(Referring expression pointing data)
────────
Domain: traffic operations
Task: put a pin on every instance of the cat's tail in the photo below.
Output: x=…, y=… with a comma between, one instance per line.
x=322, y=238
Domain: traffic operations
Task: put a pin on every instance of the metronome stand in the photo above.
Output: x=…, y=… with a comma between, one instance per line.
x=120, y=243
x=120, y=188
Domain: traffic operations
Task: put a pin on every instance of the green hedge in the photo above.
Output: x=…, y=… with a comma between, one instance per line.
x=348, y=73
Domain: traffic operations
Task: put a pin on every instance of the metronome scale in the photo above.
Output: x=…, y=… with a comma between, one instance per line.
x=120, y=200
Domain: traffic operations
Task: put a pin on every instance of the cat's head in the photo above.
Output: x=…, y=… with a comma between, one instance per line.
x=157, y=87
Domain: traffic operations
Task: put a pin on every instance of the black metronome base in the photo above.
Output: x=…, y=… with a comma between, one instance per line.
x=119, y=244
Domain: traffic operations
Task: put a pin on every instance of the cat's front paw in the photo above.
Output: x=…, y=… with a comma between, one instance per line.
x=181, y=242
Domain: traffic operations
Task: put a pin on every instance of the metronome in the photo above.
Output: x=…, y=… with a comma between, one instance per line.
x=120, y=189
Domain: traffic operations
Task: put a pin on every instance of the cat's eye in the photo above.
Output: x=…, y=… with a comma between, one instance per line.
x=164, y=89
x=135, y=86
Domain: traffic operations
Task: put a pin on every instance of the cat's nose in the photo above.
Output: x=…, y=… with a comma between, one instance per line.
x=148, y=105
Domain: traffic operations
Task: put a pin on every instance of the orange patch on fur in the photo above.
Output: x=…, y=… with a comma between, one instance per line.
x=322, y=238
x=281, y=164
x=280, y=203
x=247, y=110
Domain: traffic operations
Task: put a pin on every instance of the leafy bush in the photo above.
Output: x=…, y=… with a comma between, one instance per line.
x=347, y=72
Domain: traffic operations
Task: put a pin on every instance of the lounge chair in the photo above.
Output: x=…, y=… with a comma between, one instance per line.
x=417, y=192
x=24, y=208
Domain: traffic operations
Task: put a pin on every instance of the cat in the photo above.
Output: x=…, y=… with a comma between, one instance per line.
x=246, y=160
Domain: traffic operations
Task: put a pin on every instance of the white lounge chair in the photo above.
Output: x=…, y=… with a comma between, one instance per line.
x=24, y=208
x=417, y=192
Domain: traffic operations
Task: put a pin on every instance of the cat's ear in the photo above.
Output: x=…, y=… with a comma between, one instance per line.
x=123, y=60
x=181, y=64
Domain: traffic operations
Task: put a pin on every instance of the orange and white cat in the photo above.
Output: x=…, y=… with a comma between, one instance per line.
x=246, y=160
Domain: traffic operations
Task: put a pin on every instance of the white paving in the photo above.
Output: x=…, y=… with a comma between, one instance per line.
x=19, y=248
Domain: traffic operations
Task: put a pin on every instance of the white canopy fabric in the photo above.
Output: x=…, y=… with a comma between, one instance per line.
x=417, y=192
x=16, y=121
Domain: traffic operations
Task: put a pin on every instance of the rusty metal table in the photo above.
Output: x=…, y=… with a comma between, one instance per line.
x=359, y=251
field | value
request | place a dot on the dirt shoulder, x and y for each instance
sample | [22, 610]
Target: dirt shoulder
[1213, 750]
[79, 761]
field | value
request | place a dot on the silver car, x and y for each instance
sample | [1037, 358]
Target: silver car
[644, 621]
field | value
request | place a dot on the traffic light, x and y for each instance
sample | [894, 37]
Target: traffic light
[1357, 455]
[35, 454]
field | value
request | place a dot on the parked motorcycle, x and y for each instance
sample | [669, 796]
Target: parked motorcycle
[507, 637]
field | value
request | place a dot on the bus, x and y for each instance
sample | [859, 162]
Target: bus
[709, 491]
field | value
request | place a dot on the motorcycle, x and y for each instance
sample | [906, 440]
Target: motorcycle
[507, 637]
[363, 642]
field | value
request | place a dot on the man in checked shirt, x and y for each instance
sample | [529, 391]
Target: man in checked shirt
────────
■ **The task**
Give every entry once more, exactly as it reads.

■ **Reply to the task**
Domain: traffic operations
Task: put a pin on every instance of the cat's tail in the photo below.
Output: x=…, y=… with a comma between, one instance per line.
x=322, y=238
Domain: traffic operations
Task: put a pin on every instance of the metronome stand in the photo above.
Output: x=…, y=… with a comma between, one instance per line.
x=120, y=243
x=120, y=188
Domain: traffic operations
Task: put a pin on every instance of the green hedge in the photo above.
Output: x=…, y=… with a comma between, one instance per line.
x=348, y=73
Domain: traffic operations
Task: put a pin on every instance of the metronome scale in the photo above.
Output: x=…, y=… with a comma between, one instance per line.
x=120, y=200
Domain: traffic operations
Task: put a pin on every instance of the cat's head in the photo above.
Output: x=…, y=… with a comma between, one instance per line.
x=157, y=87
Domain: traffic operations
Task: put a pin on every instance of the black metronome base in the photo above.
Output: x=…, y=… with a comma between, one instance per line.
x=119, y=244
Domain: traffic operations
Task: put a pin on every instance of the cat's front paw in the photo above.
Output: x=…, y=… with a comma between, one instance per line.
x=181, y=242
Domain: traffic operations
Task: put a pin on every instance of the metronome in the photo above.
Output: x=…, y=… with a comma between, one instance per line.
x=120, y=189
Domain: traffic operations
Task: put a pin on every instance of the cat's eye in the photo above.
Output: x=…, y=… with a comma between, one instance per line.
x=164, y=89
x=135, y=86
Domain: traffic operations
Task: put a pin on every instance of the cat's nose in the photo above.
Output: x=…, y=… with a comma between, one instance per line.
x=148, y=105
Domain: traffic operations
Task: put a pin on every instance of the orange patch on fur in the photo above.
Output: x=…, y=… with a comma between, one instance per line.
x=322, y=238
x=281, y=164
x=280, y=203
x=247, y=110
Domain: traffic operations
Task: put a pin on every instance of the leafy bush in the photo above.
Output: x=…, y=… with a comma between, one instance per line.
x=347, y=72
Domain: traffic operations
Task: put a pin on every instance of the lounge chair in the photo above.
Output: x=…, y=… with a comma between, one instance per line.
x=417, y=192
x=24, y=208
Domain: traffic operations
Task: put a pin on every instance of the cat in the photo above.
Output: x=…, y=… with a comma between, one instance per line.
x=246, y=160
Domain: traffic operations
Task: put a pin on every instance of the white lounge chair in the photo above.
Output: x=…, y=… with a comma between, one instance per line.
x=24, y=208
x=417, y=192
Domain: traffic operations
Task: put a pin on every instance of the cat's ear in the photo above.
Output: x=…, y=… with a comma between, one instance per line.
x=123, y=60
x=181, y=64
Domain: traffic operations
Task: put a pin on every instance of the orange and white cat in the photo above.
Output: x=…, y=… with a comma between, one instance per line.
x=246, y=160
Domain: traffic operations
Task: put a pin on every instance of the white paving in the photo above.
Output: x=…, y=… with a comma between, one instance per line.
x=19, y=248
Domain: traffic operations
Task: put a pin on every instance of the white canopy fabric in the photo above.
Output: x=…, y=… with a comma between, one instance per line.
x=417, y=192
x=16, y=121
Domain: traffic operations
Task: put a pin on every instance of the rusty metal table in the photo above.
Output: x=…, y=… with a comma between, one instance per line.
x=359, y=251
field | value
request | place a dot on the dirt shoulder, x and y for each instance
sample | [22, 610]
Target: dirt shoulder
[1213, 750]
[79, 761]
field | value
request | place a dot on the silver car, x and y for each instance
sample | [1037, 358]
Target: silver car
[644, 621]
field | value
request | place a dot on the traffic light, x and y for each instance
sample | [894, 37]
Target: traffic light
[1357, 455]
[35, 454]
field | value
request | place a dot on the parked motorcycle, x and y for each instance
sample | [669, 796]
Target: parked motorcycle
[507, 637]
field | value
request | place a dot on the bus, x and y for each instance
sample | [859, 162]
Target: bus
[709, 491]
field | value
request | place a dot on the motorcycle, x and y for each instance
sample | [906, 440]
Target: motorcycle
[507, 637]
[363, 642]
field | value
request | place a dot on the man in checked shirt, x and y for each instance
sample | [529, 391]
Target: man in checked shirt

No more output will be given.